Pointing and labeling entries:
|---|

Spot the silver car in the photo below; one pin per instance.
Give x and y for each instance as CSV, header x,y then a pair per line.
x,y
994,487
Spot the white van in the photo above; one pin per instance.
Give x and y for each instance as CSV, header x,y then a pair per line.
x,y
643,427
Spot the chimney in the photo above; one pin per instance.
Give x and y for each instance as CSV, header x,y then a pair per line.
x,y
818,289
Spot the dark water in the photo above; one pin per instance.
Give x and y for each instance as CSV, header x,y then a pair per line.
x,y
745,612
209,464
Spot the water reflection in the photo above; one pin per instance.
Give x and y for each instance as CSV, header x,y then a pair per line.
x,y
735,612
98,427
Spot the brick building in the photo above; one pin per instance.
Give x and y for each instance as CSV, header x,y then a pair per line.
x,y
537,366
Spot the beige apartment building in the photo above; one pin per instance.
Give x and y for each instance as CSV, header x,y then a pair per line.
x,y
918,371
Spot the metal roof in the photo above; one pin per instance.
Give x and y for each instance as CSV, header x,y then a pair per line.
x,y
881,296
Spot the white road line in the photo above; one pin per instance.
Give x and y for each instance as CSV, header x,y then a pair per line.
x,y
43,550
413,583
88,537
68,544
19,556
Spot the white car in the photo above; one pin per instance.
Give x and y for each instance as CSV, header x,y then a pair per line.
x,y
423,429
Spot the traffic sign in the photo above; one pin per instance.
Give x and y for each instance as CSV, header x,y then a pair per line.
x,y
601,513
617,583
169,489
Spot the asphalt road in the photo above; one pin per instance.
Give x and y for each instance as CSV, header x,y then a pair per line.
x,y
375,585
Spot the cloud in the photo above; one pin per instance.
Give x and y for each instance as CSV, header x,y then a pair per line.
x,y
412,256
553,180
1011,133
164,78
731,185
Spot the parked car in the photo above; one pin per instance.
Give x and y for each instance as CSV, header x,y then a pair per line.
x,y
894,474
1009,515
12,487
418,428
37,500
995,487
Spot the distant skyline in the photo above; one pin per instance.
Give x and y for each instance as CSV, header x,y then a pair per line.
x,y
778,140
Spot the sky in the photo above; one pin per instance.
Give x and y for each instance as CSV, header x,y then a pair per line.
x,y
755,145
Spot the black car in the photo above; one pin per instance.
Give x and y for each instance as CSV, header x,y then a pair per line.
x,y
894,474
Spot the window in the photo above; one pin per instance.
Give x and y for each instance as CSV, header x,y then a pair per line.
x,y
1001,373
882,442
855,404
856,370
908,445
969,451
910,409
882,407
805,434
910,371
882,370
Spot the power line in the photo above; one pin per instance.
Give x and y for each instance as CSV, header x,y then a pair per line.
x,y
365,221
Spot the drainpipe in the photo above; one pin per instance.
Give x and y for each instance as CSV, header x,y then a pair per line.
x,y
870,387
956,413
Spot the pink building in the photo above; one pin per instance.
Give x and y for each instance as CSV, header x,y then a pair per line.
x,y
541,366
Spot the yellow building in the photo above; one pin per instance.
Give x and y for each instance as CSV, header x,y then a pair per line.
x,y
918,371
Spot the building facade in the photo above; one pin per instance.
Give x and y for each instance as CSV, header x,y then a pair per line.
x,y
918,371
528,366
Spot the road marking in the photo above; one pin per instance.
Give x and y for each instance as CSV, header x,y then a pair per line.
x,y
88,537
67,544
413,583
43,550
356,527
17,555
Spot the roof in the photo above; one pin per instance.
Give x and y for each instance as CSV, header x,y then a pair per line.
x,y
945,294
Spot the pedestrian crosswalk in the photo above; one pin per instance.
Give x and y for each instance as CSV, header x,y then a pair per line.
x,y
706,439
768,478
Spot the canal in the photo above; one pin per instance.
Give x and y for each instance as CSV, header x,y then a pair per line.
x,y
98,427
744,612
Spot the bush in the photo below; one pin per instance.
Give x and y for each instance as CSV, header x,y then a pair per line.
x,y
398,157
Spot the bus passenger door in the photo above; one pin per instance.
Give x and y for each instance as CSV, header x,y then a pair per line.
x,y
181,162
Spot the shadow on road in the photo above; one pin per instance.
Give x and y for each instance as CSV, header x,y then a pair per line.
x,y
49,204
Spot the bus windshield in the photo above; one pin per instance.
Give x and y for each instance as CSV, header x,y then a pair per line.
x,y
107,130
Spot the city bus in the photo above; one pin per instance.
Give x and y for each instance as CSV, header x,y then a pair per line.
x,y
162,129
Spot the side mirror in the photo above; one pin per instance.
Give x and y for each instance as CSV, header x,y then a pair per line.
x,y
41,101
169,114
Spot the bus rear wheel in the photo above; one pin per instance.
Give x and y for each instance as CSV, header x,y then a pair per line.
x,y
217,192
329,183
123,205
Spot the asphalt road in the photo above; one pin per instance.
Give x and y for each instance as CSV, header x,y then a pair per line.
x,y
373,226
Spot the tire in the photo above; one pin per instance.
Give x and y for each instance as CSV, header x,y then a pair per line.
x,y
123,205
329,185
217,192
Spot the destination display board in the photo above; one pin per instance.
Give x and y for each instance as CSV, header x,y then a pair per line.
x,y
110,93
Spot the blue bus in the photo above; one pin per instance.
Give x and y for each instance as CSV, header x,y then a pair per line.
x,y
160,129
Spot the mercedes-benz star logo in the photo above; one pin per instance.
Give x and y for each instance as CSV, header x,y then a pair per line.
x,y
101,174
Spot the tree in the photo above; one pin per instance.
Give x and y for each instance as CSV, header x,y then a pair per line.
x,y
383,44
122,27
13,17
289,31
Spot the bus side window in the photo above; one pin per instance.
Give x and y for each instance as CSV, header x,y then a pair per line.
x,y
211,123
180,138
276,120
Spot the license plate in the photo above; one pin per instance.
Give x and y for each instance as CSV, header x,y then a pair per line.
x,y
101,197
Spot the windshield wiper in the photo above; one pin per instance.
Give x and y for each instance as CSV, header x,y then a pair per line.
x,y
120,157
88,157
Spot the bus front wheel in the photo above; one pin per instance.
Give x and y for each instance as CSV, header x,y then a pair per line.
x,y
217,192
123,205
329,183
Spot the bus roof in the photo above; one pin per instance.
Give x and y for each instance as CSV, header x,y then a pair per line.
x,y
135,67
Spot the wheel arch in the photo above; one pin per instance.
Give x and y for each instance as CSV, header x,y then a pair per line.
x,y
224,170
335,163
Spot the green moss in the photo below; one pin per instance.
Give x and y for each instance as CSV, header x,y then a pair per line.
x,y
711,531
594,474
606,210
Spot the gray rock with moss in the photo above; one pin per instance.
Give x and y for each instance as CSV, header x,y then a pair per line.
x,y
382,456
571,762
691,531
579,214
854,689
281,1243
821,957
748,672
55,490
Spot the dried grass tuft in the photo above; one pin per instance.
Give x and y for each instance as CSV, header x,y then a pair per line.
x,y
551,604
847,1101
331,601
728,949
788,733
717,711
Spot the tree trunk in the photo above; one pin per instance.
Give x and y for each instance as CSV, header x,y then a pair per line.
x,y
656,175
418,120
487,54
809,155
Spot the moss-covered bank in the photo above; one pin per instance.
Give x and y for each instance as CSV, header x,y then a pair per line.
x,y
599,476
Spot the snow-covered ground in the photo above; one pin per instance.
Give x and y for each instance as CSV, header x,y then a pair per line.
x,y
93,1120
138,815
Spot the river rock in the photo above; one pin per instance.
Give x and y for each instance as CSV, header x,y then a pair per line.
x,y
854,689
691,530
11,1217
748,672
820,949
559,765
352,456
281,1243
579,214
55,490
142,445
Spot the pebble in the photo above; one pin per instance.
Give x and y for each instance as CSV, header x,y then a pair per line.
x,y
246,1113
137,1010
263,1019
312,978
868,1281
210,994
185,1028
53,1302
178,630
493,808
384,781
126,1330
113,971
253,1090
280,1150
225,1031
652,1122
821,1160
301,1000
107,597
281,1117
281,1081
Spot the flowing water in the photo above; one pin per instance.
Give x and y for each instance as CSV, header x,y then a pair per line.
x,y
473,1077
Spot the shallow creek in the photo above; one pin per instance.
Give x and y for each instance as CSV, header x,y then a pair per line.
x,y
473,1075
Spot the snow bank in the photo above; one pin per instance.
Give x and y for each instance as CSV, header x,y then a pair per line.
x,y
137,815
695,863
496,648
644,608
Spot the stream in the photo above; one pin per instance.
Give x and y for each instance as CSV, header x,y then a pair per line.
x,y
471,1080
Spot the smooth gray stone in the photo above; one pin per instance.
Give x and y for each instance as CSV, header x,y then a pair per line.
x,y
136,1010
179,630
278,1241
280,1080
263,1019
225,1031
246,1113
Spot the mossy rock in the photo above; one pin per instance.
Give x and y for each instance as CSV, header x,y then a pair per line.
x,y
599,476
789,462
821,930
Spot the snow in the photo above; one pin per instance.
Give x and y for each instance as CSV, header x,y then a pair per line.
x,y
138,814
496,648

|---|

Directions for this task: Set down, word for word, only the lines running from the line with "Spot the stream" to the last line of the listing above. Both of those lines belong in your answer.

Solution to this exercise:
Spot the stream in the photo above; one pin per instance.
Give x and y for each instance as CSV, header x,y then a pair per line.
x,y
471,1080
Spot the smooth gray stone in the photo above; one pin per instance.
Give x and y for each instance as CSV, header x,y then a pair per line.
x,y
136,1010
179,630
278,1241
280,1080
263,1019
225,1031
246,1113
Spot the mossy rock in the photo above; one pin per instance.
Give x and y for each instance as CSV, header x,y then a pair per line.
x,y
599,476
789,462
821,930
Spot the snow in the photo above; one pin per instance.
Give x and y for each instance as CSV, header x,y then a pair per line.
x,y
138,814
496,648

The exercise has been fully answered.